=== Records provided ===

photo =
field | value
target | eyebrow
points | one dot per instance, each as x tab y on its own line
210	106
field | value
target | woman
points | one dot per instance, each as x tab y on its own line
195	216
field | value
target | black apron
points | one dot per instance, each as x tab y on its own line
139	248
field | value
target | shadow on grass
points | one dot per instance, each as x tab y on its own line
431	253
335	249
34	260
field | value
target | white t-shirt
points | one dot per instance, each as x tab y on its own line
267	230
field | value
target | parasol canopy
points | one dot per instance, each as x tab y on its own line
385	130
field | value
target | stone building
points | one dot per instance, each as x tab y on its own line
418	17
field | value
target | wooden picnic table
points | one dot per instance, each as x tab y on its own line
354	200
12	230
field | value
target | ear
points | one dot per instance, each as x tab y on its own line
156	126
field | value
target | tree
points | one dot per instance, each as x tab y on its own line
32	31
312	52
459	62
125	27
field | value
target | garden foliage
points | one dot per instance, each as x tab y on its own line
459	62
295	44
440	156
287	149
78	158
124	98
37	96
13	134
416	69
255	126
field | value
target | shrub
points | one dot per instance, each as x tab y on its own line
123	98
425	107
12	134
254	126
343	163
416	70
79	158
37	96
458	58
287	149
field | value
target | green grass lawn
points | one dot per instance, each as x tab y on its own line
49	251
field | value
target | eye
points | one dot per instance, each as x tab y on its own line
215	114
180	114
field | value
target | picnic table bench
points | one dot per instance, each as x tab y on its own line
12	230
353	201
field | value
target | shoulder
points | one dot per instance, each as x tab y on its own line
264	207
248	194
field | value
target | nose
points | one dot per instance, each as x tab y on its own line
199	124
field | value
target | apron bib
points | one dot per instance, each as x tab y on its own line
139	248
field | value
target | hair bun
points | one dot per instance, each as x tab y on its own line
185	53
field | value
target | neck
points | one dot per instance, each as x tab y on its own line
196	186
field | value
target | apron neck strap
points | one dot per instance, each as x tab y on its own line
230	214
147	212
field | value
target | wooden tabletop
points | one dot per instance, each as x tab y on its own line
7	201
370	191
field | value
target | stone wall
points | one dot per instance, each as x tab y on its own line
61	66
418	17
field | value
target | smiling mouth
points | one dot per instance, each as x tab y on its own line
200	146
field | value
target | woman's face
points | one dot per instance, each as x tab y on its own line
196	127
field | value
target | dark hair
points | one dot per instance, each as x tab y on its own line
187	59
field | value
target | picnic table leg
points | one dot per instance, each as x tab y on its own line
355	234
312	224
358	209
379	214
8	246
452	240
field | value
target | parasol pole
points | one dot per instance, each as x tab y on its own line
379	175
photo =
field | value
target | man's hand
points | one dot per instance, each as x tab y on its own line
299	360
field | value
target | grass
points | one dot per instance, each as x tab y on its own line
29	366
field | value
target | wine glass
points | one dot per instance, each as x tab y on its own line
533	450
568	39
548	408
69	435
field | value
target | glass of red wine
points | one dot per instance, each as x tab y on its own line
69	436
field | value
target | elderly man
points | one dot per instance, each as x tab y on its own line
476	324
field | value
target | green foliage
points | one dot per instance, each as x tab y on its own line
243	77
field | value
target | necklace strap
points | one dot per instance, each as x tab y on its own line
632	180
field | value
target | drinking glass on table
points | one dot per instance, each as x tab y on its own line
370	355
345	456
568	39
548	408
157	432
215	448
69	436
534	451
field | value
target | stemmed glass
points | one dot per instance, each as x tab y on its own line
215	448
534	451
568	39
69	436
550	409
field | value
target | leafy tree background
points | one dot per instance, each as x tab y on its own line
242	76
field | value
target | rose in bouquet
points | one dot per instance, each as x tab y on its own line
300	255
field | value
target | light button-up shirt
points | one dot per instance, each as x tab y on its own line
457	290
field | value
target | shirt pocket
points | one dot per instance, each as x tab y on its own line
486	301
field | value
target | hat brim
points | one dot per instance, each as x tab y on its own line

===

Goal of the exercise:
Exactly as shown above, return every record.

The answer:
photo =
field | value
target | eyebrow
points | one dot per instance, each as x tab y on its own line
210	106
field | value
target | woman
points | one dot per instance, each as x tab y on its own line
195	216
field | value
target | black apron
points | one dot per instance, each as x tab y on its own line
139	248
field | value
target | shadow on grass
points | one dot per instance, each as x tab y on its own line
431	253
335	249
34	260
field | value
target | white t-shirt
points | one dot per instance, each as x tab y on its own line
267	230
field | value
target | parasol canopy
points | one dot per instance, each as x tab y on its own line
385	130
field | value
target | stone building
points | one dot per instance, each as x tab y on its own line
418	17
field | value
target | wooden picnic table
points | one dot per instance, each as x tab y on its own line
354	200
12	230
field | value
target | ear
points | one dot per instance, each as x tab y on its own line
156	126
field | value
target | tree
points | one dot per instance, each as x tab y on its own line
32	31
312	52
459	62
125	27
field | value
target | garden foliage
points | one dot per instance, each as x tab y on its own line
459	62
295	44
440	156
287	149
78	158
124	98
37	96
13	134
416	69
255	126
field | value
target | shrub
points | one dot per instance, each as x tab y on its own line
123	98
425	107
12	134
254	126
343	163
416	70
79	158
37	96
458	58
287	149
field | value
target | green grass lawn
points | one dot per instance, each as x tab y on its own line
49	251
field | value
target | eye
points | one dot per instance, each as x tab y on its own line
215	114
180	114
field | value
target | picnic table bench
points | one dot per instance, each as x tab y on its own line
12	230
353	201
field | value
target | shoulder
points | one dot per instance, each as x tab y on its own line
264	207
248	194
field | value
target | nose
points | one dot per instance, each as x tab y on its own line
199	124
field | value
target | apron bib
points | one dot per instance, each as x tab y on its own line
139	248
field | value
target | hair bun
points | one dot per instance, each as x tab y on its own line
185	53
field | value
target | neck
points | one dot per instance, each as x tab y on its own line
196	186
field | value
target | apron neck strap
points | one dot per instance, each as x tab y on its own line
230	214
147	212
field | value
target | wooden tabletop
points | one dot per instance, each as x tab y on its own line
7	201
370	191
field | value
target | stone wall
points | one dot per instance, each as x tab y on its own line
61	66
418	17
field | value
target | smiling mouth
points | one dot per instance, each as x tab y on its own line
200	146
field | value
target | woman's face
points | one dot per instance, each as x tab y on its own line
196	127
field | value
target | dark hair
points | one dot per instance, each as x tab y on its own line
187	59
field | value
target | picnic table leg
points | one dot per instance, each as x tab y on its own line
355	234
312	224
358	209
379	214
8	246
452	240
field | value
target | parasol pole
points | one dot per instance, each as x tab y on its own line
379	175
photo =
field | value
target | man's hand
points | one dot per instance, each as x tab y on its own line
299	360
field | value
target | grass
points | one dot per instance, each as x tab y on its own line
29	366
field | value
target | wine glass
points | one dot per instance, each as x tab y on its own line
533	450
568	39
548	408
69	435
field | value
target | glass of red wine
points | one dot per instance, each as x tab y on its own line
69	436
field | value
target | elderly man
points | one dot per instance, each as x tab y on its own line
476	324
field | value
target | green foliage
points | one dot per instance, each as x tab y on its own line
243	77
field | value
target | necklace strap
points | one dot per instance, each as x tab y on its own line
632	180
field | value
target | drinking glass on table
points | one dot per instance, each as x tab y on its own line
370	355
345	456
568	39
548	408
157	432
215	448
69	436
534	451
field | value
target | stemmed glass
points | one dot per instance, each as x tab y on its own line
215	448
534	451
568	39
69	436
550	409
field | value
target | leafy tree background
points | one dot per instance, each as x tab y on its own line
242	76
field | value
target | rose in bouquet
points | one dot per instance, each as x tab y on its own line
300	255
field | value
target | light button-up shirt
points | one dot per instance, each as x tab y on its own line
457	290
field | value
target | shirt pocket
points | one dot per instance, each as x tab y on its own line
486	301
field | value
target | hat brim
points | one dot per instance, each as x tab y on its own line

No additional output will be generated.